Whenever a line in the data holds the string "below", copy that line.

****************************************

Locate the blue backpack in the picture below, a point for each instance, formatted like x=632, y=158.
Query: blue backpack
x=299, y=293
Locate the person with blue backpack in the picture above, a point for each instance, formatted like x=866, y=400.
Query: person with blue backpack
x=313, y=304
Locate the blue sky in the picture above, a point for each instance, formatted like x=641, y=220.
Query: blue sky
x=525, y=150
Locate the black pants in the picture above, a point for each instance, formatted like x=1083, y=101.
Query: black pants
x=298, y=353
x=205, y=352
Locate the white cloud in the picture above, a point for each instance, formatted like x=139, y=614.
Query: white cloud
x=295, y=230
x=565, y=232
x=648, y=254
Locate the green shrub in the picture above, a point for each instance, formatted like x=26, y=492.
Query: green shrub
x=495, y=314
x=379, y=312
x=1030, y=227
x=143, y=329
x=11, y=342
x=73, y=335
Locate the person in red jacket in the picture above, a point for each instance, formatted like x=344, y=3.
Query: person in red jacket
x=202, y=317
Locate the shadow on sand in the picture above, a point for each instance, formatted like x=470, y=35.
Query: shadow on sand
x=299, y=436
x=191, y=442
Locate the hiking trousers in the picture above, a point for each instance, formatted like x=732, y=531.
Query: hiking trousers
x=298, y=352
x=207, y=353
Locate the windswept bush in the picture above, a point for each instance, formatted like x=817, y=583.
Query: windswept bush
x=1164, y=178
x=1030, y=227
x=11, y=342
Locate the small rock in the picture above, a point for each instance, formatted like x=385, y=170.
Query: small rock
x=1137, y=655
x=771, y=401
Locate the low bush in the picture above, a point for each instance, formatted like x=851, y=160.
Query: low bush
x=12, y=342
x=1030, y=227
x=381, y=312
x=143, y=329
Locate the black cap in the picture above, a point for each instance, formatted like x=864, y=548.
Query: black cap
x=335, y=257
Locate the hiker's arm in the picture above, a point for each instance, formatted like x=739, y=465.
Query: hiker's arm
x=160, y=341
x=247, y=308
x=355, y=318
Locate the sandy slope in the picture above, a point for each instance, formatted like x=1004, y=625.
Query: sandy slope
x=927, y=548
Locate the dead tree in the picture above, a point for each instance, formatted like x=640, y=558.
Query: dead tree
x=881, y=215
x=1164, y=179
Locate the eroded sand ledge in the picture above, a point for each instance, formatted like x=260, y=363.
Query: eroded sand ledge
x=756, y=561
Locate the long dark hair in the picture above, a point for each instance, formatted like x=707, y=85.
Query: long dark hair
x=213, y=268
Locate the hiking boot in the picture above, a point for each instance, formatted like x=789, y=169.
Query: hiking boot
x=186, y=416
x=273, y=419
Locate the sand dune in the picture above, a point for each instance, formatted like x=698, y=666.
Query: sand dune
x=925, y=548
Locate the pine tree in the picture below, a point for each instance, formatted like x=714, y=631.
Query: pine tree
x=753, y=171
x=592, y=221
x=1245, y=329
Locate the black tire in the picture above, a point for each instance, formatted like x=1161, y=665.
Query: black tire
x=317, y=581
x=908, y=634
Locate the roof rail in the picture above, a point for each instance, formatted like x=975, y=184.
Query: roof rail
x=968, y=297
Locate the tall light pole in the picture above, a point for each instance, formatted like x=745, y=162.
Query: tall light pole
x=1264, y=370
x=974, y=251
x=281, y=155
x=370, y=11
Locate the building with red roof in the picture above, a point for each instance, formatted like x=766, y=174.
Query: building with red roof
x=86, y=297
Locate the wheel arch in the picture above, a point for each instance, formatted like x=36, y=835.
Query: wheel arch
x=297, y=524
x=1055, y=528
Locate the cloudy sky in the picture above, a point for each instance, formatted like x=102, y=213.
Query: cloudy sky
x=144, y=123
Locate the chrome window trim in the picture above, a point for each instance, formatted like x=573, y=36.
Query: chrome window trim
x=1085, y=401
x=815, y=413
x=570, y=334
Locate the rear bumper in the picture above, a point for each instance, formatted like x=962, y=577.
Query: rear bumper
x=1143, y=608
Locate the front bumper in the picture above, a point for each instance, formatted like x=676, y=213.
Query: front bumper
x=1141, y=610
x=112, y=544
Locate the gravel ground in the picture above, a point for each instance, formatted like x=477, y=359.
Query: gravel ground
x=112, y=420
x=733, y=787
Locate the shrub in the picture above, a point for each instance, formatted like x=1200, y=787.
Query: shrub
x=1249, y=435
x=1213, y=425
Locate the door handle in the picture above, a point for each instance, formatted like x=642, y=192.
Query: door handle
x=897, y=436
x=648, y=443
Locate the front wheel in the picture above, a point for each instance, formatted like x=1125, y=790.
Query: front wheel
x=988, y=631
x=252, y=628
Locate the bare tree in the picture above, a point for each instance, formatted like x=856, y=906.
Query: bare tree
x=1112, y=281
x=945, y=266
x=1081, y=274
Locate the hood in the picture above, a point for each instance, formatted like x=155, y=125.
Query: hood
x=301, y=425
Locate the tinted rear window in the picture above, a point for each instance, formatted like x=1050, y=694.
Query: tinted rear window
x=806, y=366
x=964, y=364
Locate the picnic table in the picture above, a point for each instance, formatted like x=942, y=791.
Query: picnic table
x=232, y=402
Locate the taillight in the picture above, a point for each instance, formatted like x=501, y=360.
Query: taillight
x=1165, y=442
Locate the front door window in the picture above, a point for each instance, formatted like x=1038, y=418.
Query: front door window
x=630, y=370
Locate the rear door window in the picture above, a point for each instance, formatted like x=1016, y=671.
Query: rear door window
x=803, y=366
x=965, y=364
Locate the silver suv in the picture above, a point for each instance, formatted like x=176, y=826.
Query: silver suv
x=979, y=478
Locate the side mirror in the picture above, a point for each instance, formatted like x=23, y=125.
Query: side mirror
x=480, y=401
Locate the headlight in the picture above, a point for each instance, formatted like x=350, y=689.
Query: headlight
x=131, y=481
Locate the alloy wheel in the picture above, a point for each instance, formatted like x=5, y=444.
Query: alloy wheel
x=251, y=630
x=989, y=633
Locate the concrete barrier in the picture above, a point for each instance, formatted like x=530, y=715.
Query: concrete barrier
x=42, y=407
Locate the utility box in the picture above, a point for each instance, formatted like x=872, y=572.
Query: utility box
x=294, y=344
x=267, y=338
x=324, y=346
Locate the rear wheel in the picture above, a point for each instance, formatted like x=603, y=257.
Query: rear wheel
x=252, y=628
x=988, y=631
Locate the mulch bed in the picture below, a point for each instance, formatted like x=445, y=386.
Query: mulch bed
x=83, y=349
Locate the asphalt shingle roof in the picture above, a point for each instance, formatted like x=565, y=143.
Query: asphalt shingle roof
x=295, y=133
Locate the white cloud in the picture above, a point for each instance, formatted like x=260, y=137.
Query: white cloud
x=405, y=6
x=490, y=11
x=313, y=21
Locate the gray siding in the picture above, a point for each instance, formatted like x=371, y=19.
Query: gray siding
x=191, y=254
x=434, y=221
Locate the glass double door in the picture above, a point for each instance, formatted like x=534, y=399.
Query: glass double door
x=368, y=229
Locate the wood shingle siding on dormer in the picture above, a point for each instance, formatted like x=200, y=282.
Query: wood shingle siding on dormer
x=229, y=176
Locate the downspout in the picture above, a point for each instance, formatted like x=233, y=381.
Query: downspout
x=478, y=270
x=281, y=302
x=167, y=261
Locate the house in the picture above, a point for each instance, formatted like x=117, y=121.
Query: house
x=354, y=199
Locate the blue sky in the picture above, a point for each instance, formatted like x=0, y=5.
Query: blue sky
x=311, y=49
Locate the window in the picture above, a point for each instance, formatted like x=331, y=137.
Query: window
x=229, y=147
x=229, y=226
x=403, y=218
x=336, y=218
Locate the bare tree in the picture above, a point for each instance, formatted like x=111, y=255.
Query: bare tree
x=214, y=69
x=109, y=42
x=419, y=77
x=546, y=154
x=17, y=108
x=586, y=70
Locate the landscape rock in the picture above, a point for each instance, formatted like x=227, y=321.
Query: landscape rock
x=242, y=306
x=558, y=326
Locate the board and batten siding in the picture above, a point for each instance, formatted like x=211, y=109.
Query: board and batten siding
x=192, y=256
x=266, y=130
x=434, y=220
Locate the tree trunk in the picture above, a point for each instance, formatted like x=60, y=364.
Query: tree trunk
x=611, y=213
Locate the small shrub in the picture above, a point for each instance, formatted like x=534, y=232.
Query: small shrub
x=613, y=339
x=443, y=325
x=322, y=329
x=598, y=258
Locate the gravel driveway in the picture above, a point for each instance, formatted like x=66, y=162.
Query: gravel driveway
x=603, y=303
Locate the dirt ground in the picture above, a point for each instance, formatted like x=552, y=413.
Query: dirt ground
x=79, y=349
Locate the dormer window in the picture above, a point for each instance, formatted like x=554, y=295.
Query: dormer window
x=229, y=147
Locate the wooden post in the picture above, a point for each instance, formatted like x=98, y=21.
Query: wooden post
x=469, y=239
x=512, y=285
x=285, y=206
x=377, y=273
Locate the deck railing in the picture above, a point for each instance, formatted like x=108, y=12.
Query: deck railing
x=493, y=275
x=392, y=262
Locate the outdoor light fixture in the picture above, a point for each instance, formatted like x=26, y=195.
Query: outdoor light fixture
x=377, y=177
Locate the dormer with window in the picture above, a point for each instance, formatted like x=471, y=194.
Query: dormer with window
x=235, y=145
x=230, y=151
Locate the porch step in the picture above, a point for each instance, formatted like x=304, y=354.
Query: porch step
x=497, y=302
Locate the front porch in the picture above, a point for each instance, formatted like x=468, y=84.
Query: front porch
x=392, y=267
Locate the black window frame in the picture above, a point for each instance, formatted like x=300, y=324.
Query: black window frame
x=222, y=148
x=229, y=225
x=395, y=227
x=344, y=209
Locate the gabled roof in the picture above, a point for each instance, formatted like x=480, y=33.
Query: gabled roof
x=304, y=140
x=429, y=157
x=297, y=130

****************************************

# Written answer:
Locate the blue backpack in the picture below, a point for each instance, formatted like x=632, y=158.
Locate the pine tree in the picture below, a point for each instance, formatted like x=714, y=631.
Locate the mulch bed in the picture below, a point for each instance, formatted like x=445, y=386.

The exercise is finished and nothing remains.